So, we can solve for $\theta_1$ and $\theta_2$ as functions of $\theta_3,E,K$ $$\theta_1=\sin^{-1}\big(K\sin(\theta_3)+E\big)$$ $$\theta_2=\sin^{-1}\big(K\sin(\theta_3)-E\big)$$ which then gives $$\theta_3=\sin^{-1}\Big(K\sin(\theta_3)-E\Big)-\sin^{-1}\Big(K\sin(\theta_3)+E\Big)$$ $$\sin(\theta_3)=\sin\Big(\sin^{-1}\big(K\sin(\theta_3)-E\big)-\sin^{-1}\big(K\sin(\theta_3)+E\big)\Big)$$Now, setting $x=\sin(\theta_3)$ and expending, we can end with the equation $$x=(Kx-E) \sqrt{1-(E+K x)^2}-(K x+E)\sqrt{1-(E-K x)^2} $$ which is not the most pleasant but which could be solved using some numerical methods (the problem is so reduced to a single algebraic equation for a single unknwon).
--------------------
**PROBLEMS:**
1 - In the derivation excerpt, what kind of methods could solve the final equation in x?
2 - Echo the part of the derivation excerpt that opens with the words containing "So, we can solve" and closes with "a single unknwon).".
3 - Which angle variables appear in the derivation excerpt?

**Stored dataset items:**
--------------------
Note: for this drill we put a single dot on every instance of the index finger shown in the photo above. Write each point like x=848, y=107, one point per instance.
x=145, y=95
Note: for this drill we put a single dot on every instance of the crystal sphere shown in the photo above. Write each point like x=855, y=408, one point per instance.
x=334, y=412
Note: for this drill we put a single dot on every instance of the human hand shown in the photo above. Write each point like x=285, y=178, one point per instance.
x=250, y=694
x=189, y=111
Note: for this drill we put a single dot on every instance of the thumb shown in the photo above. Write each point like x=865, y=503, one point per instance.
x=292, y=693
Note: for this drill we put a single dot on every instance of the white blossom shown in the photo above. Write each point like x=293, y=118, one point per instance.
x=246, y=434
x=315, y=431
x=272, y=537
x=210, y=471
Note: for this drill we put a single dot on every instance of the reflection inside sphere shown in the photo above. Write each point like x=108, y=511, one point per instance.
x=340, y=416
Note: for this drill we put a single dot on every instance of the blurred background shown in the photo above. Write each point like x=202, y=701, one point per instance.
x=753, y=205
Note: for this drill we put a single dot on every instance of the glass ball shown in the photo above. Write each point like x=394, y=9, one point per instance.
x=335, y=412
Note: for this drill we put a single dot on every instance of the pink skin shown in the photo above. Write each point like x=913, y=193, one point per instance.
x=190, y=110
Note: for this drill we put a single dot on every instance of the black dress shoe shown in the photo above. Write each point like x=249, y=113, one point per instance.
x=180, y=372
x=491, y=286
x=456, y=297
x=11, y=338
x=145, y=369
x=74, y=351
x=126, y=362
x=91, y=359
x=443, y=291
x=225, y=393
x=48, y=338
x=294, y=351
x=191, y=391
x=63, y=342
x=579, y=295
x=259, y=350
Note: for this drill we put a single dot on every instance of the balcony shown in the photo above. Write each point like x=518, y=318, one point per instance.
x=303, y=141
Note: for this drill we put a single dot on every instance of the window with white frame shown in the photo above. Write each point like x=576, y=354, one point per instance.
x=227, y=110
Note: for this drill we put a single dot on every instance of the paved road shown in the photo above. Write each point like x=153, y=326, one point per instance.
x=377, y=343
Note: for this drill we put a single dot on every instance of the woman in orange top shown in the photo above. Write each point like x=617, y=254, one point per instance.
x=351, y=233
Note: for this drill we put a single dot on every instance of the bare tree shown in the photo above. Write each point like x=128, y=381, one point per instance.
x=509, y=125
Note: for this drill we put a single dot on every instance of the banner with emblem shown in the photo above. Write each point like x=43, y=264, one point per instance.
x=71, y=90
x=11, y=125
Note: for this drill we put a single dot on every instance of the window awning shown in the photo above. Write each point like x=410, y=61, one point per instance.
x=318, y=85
--------------------
**RESULTS OF THE TASKS:**
1 - Numerical methods.

2 -
So, we can solve for $\theta_1$ and $\theta_2$ as functions of $\theta_3,E,K$ $$\theta_1=\sin^{-1}\big(K\sin(\theta_3)+E\big)$$ $$\theta_2=\sin^{-1}\big(K\sin(\theta_3)-E\big)$$ which then gives $$\theta_3=\sin^{-1}\Big(K\sin(\theta_3)-E\Big)-\sin^{-1}\Big(K\sin(\theta_3)+E\Big)$$ $$\sin(\theta_3)=\sin\Big(\sin^{-1}\big(K\sin(\theta_3)-E\big)-\sin^{-1}\big(K\sin(\theta_3)+E\big)\Big)$$Now, setting $x=\sin(\theta_3)$ and expending, we can end with the equation $$x=(Kx-E) \sqrt{1-(E+K x)^2}-(K x+E)\sqrt{1-(E-K x)^2} $$ which is not the most pleasant but which could be solved using some numerical methods (the problem is so reduced to a single algebraic equation for a single unknwon).

3 - θ₁, θ₂, θ₃